*Selection*.
========
Computers are ready to listen


let's talkPerhaps poet W...

July 12, 1993|By Steve Auerweck | Steve Auerweck,Staff Writer

Computers are ready to listen; let's talk

Perhaps poet W. B. Yeats was looking ahead to the '90s when he penned the line, "Speech after long silence; it is right . . .," for we're at the dawn of an era in which computers everywhere will be speaking, and listening, to us.

The past few months have witnessed an explosion of products ranging from low-end game enhancements that will let you cry "Phasers!" to blast a Romulan to complex packages that hold the promise of a "Jetsons"-like typewriter that hammers away as you talk to it.

Researchers at IBM Corp.'s Gaithersburg center have created a line of software development tools that shatter some of the most daunting barriers in the science of speech recognition. They're making it possible for programs running on a desktop-level machine to accurately interpret continuous speech -- without artificial pauses -- from a wide variety of speakers.

"It's currently the only product out there that runs on the Intel chip set that allows you to talk quickly and requires no training," says Elton B. Sherwin, manager of speech recognition strategy and market development for IBM's Personal Systems division.

Initial applications will likely include information kiosks, Mr. Sherwin says. "You will be able to talk to the kiosk, and talk quite quickly." For example, you might ask, "Where is the children's shoe department?"
========
*Exercise goal*. Reproduce the part of the article on computer speech recognition starting at "July 12, 1993|By" and ending at "talk to it.".

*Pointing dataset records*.
========
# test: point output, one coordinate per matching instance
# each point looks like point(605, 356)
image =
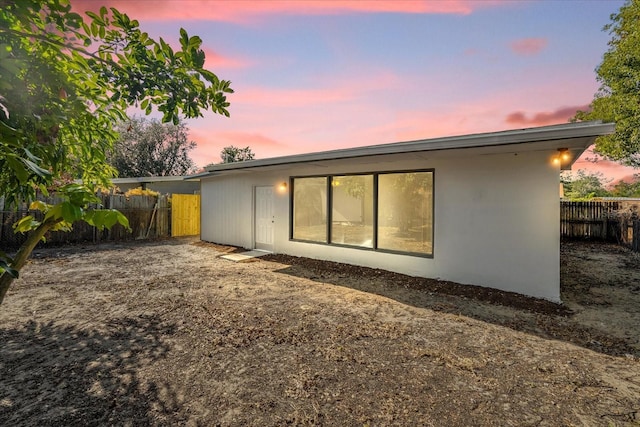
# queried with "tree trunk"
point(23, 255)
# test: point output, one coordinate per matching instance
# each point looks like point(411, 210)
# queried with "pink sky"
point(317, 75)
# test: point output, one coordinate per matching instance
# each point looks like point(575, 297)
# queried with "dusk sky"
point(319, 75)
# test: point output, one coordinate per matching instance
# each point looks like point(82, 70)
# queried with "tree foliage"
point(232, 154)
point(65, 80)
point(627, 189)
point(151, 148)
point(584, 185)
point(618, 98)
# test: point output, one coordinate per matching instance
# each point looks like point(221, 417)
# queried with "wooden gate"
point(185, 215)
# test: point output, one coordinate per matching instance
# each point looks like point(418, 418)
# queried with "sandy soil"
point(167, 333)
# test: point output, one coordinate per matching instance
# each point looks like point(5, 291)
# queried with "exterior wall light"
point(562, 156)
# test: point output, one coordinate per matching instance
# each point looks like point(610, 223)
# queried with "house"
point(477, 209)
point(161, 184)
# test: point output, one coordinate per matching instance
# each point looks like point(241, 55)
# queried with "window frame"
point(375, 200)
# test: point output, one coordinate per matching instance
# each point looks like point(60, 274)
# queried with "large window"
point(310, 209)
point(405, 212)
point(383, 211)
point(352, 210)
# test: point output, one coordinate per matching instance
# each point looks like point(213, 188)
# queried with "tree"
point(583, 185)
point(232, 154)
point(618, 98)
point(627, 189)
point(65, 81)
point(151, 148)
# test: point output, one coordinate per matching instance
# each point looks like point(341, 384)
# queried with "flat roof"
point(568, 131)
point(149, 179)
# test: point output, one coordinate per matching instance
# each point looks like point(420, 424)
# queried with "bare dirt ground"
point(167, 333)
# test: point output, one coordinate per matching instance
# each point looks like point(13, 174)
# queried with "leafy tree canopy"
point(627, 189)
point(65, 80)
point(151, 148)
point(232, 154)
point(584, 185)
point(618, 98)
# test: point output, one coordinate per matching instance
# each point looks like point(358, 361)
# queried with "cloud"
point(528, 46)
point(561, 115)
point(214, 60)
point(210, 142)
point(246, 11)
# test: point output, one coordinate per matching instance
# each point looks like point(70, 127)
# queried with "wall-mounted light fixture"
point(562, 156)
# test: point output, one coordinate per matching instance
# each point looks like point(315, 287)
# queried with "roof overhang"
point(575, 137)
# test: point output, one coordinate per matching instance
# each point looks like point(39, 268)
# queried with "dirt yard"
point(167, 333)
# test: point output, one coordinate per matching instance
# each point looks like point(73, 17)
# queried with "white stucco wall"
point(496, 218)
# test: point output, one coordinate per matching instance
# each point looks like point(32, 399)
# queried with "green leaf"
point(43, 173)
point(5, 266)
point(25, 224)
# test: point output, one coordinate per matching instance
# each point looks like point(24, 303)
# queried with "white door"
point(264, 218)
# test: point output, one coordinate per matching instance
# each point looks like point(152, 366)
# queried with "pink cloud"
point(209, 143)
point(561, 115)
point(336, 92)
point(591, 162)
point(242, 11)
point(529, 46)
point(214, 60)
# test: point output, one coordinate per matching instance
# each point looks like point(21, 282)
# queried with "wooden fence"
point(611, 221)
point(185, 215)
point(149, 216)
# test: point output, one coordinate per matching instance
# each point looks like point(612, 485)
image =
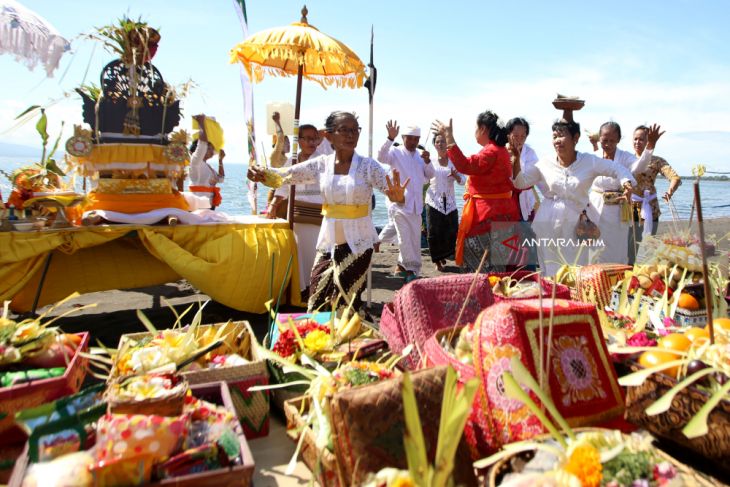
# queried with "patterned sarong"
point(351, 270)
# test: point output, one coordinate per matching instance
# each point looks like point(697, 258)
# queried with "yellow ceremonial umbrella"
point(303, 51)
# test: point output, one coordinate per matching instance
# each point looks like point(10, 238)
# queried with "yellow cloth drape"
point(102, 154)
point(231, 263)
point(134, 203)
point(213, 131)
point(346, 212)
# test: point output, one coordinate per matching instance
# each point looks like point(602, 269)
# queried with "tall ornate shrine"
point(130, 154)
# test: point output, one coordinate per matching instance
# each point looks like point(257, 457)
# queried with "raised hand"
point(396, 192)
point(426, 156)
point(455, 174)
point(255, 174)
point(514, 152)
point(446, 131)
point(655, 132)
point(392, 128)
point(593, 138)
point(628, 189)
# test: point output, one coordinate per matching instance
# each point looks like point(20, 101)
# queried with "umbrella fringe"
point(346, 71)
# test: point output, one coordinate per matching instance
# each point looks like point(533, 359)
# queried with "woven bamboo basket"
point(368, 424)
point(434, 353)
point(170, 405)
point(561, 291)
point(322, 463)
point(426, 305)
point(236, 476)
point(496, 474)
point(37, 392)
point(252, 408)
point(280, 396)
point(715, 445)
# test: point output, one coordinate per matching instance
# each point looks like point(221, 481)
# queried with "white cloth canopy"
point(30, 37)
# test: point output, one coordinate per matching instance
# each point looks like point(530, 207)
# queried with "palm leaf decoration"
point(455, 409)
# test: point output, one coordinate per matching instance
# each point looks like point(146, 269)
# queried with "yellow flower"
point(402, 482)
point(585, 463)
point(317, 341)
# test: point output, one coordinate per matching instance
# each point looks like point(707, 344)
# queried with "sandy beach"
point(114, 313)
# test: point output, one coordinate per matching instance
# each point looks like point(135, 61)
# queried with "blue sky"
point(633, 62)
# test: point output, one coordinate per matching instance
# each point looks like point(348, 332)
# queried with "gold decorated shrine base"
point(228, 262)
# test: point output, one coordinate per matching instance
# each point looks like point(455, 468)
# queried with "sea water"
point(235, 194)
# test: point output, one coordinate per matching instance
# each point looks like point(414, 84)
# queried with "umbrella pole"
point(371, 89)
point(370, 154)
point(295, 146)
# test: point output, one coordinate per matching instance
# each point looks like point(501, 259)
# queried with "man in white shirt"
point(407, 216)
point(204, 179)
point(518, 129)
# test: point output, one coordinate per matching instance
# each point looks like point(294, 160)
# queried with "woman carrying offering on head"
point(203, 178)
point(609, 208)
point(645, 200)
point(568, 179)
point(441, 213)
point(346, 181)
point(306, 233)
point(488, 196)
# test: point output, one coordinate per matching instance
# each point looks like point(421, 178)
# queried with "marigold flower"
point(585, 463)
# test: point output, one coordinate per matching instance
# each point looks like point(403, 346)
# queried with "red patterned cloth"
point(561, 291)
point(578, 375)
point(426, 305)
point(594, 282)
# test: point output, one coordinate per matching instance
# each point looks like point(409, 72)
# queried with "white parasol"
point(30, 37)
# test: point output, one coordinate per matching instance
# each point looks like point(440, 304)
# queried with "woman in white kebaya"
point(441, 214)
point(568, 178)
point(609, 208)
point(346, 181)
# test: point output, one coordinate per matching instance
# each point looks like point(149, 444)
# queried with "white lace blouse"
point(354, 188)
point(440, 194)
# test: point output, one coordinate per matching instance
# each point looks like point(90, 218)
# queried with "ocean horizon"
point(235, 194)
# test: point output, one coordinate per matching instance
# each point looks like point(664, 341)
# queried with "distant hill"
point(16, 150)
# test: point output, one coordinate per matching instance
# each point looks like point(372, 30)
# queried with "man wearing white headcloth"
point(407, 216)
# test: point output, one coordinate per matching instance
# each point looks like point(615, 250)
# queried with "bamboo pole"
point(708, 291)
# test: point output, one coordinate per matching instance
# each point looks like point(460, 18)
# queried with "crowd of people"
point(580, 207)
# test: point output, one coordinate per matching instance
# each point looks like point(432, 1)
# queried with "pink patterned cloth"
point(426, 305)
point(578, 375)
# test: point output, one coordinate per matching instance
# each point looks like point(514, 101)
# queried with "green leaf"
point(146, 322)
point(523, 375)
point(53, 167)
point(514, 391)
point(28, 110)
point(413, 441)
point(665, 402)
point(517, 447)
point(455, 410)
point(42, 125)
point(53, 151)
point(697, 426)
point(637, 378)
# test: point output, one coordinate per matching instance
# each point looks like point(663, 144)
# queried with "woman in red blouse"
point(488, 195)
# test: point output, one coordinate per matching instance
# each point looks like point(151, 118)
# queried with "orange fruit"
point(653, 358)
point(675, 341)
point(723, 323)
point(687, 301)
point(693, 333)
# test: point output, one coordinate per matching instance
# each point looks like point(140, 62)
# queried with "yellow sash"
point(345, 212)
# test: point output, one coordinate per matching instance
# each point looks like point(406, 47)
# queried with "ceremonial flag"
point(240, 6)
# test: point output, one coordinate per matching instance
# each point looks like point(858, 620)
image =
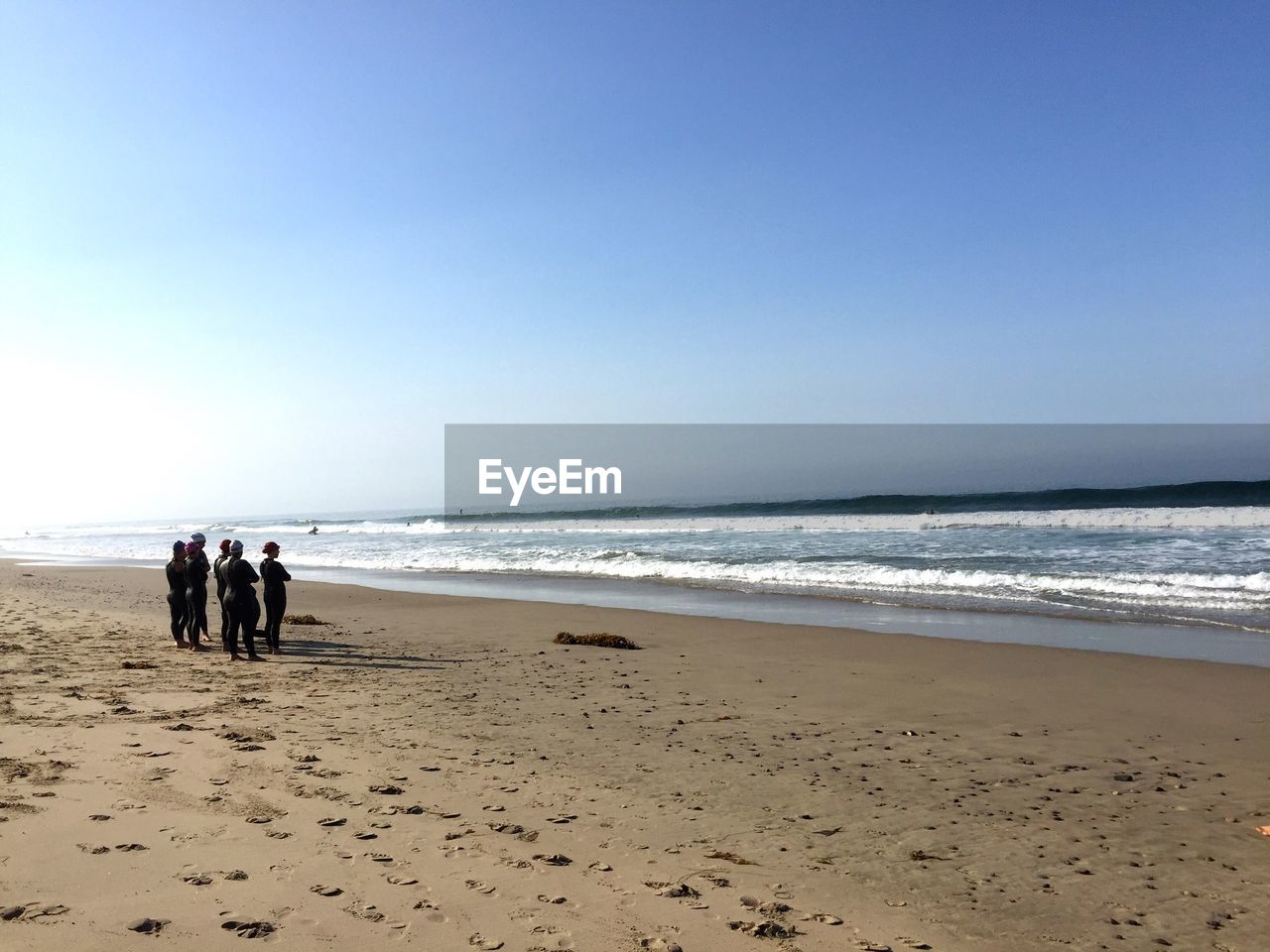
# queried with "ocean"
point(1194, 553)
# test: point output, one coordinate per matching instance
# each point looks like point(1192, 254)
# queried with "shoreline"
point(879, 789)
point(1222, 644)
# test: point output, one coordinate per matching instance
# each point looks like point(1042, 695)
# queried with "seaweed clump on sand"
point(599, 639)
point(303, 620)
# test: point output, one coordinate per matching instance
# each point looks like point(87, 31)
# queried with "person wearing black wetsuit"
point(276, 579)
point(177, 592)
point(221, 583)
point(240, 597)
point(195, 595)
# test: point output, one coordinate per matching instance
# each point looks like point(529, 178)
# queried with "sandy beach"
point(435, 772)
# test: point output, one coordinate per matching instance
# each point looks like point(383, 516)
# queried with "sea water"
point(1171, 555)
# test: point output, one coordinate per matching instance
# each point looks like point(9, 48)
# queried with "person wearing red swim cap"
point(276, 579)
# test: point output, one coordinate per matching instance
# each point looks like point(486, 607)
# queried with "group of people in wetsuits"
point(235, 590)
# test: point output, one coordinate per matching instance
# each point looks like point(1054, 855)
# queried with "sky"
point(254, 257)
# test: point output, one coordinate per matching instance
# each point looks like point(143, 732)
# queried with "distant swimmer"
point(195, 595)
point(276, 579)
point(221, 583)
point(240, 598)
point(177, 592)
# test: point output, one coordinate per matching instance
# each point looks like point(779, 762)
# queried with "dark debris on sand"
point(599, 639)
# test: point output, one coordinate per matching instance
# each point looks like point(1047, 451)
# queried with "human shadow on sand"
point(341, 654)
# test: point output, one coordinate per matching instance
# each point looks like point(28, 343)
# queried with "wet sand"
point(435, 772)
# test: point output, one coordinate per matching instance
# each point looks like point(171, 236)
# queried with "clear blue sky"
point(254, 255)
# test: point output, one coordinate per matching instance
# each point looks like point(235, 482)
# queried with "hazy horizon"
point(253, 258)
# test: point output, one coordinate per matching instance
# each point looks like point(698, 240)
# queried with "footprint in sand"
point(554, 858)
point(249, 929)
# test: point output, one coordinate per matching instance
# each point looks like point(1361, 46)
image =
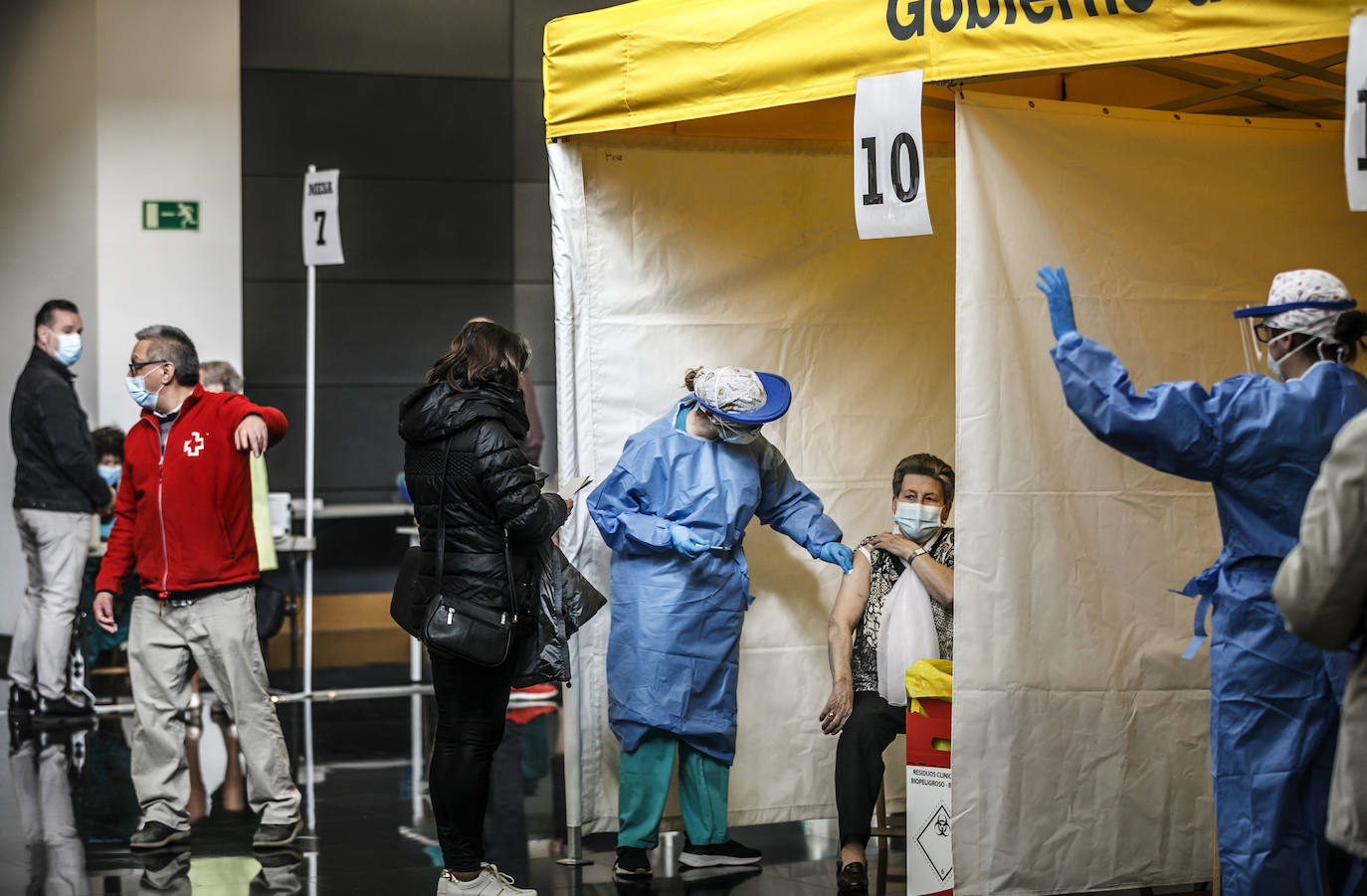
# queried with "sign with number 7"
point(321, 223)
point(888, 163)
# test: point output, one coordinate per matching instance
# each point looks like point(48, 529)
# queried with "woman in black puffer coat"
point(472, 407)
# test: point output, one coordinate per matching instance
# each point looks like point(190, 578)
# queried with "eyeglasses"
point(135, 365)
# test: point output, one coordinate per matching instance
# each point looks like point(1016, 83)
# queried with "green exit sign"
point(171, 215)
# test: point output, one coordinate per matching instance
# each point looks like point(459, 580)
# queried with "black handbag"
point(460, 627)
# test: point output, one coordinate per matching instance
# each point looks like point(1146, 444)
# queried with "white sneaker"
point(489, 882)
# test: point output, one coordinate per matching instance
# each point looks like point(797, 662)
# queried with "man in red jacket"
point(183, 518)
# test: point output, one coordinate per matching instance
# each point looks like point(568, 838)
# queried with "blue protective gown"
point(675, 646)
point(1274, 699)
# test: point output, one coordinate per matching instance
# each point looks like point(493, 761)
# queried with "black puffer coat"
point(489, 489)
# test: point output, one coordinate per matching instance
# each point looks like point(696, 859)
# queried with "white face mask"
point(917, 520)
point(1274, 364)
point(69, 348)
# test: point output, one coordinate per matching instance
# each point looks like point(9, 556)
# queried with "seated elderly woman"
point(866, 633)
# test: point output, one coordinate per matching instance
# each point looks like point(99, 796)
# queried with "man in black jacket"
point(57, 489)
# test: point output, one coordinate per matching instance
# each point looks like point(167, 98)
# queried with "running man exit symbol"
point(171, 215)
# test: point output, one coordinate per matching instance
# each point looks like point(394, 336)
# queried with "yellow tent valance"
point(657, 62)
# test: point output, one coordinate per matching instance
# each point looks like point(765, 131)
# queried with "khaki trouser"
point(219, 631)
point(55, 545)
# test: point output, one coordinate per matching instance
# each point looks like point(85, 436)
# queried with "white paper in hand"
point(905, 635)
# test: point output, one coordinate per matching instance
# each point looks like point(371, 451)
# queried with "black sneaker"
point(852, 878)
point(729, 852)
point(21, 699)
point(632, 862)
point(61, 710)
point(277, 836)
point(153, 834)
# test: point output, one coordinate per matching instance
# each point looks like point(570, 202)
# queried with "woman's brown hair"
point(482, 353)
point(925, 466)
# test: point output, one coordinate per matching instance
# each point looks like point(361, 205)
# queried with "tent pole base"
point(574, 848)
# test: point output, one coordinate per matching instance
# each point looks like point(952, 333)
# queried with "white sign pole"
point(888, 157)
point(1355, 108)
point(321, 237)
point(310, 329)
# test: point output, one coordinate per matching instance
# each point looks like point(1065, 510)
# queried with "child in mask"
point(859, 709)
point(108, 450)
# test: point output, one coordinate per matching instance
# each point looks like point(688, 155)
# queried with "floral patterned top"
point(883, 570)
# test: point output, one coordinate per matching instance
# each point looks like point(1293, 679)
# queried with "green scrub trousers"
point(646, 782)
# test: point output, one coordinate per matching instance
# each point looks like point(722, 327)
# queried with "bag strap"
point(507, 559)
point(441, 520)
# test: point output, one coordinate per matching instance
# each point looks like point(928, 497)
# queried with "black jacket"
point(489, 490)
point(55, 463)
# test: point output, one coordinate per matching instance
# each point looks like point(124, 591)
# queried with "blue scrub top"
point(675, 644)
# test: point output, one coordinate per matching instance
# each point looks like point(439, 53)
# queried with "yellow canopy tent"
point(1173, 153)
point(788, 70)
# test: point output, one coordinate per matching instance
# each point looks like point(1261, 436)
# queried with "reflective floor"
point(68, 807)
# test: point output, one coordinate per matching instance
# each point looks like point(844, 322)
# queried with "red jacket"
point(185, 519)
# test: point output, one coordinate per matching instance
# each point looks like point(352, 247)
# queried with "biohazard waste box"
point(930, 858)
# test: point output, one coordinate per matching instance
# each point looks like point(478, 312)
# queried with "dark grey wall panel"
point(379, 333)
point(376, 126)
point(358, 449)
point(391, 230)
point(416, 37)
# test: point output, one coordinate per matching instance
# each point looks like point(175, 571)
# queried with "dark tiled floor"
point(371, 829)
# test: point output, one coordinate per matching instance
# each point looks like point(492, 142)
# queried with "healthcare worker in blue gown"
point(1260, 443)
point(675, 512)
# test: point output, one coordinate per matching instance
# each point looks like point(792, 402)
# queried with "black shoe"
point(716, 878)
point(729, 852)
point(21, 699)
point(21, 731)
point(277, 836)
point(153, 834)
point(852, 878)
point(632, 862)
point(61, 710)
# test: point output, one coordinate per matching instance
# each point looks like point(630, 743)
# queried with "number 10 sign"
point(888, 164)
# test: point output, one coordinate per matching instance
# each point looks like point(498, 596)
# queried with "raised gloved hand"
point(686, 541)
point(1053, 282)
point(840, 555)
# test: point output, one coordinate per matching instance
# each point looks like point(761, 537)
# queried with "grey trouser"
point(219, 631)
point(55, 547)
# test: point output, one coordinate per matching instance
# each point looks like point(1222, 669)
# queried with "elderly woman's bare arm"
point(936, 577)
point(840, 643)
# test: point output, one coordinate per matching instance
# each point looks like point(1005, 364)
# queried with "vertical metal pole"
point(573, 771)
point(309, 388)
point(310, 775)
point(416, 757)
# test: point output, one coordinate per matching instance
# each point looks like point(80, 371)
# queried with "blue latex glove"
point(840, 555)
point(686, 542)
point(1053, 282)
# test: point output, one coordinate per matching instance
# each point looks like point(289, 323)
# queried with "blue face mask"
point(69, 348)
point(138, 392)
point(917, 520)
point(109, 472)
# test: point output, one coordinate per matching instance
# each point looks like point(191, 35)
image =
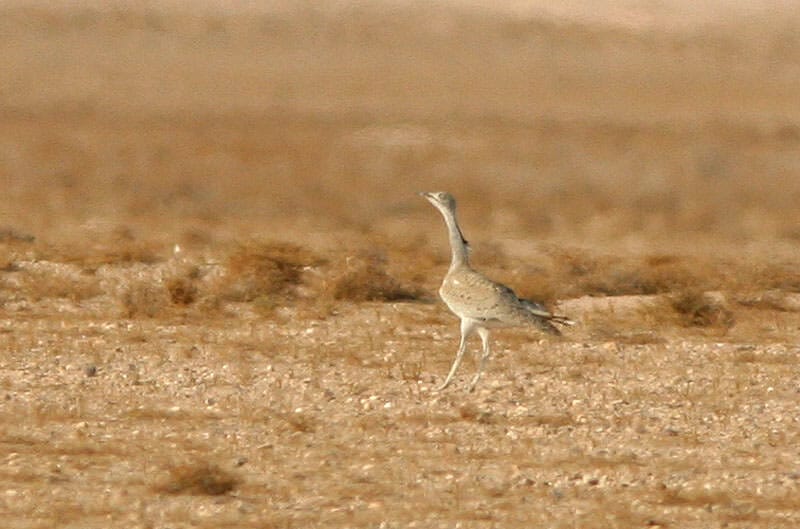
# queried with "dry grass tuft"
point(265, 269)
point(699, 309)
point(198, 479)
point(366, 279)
========
*The result*.
July 12, 1993|By Steve Auerweck | Steve Auerweck,Staff Writer

Computers are ready to listen; let's talk

Perhaps poet W. B. Yeats was looking ahead to the '90s when he penned the line, "Speech after long silence; it is right . . .," for we're at the dawn of an era in which computers everywhere will be speaking, and listening, to us.

The past few months have witnessed an explosion of products ranging from low-end game enhancements that will let you cry "Phasers!" to blast a Romulan to complex packages that hold the promise of a "Jetsons"-like typewriter that hammers away as you talk to it.